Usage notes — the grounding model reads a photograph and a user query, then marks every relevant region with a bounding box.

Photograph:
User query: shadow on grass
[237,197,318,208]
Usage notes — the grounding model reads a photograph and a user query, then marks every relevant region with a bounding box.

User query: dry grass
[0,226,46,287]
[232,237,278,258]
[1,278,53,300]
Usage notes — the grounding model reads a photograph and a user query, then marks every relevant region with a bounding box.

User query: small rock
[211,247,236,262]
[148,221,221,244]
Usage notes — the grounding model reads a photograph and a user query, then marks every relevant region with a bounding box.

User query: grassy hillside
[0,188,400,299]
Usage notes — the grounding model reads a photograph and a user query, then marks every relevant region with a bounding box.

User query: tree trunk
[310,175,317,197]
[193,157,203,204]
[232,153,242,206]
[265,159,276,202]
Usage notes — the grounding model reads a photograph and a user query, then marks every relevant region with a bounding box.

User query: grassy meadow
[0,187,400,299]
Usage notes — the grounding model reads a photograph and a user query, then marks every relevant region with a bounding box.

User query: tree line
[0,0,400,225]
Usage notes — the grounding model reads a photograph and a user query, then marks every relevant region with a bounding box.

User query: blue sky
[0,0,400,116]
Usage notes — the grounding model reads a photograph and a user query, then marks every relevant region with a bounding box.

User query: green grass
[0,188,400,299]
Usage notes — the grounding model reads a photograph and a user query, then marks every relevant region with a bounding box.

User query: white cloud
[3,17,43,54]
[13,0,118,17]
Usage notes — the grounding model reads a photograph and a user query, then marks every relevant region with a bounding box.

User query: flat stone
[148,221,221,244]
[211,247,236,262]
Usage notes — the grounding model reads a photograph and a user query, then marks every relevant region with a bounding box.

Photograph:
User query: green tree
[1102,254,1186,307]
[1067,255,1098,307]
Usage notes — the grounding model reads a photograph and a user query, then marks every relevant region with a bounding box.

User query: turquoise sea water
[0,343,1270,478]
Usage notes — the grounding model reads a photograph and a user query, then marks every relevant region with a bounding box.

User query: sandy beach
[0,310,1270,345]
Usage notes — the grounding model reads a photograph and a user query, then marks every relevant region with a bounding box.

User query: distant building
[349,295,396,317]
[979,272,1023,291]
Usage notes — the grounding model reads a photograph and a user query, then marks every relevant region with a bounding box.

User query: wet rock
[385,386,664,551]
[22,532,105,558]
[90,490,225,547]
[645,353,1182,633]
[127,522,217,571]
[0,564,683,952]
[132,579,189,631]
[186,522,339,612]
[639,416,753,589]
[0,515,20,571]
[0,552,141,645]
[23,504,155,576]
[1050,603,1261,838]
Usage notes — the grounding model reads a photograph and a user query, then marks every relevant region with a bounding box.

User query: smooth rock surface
-*-
SOAL YANG DIKERJAKAN: Kumpulkan semua baris dari daftar di atas yang mengandung kata "tree". Huruf besar dan huruf kecil dibedakan.

JAWABAN LENGKAP:
User query: tree trunk
User query: tree line
User query: green tree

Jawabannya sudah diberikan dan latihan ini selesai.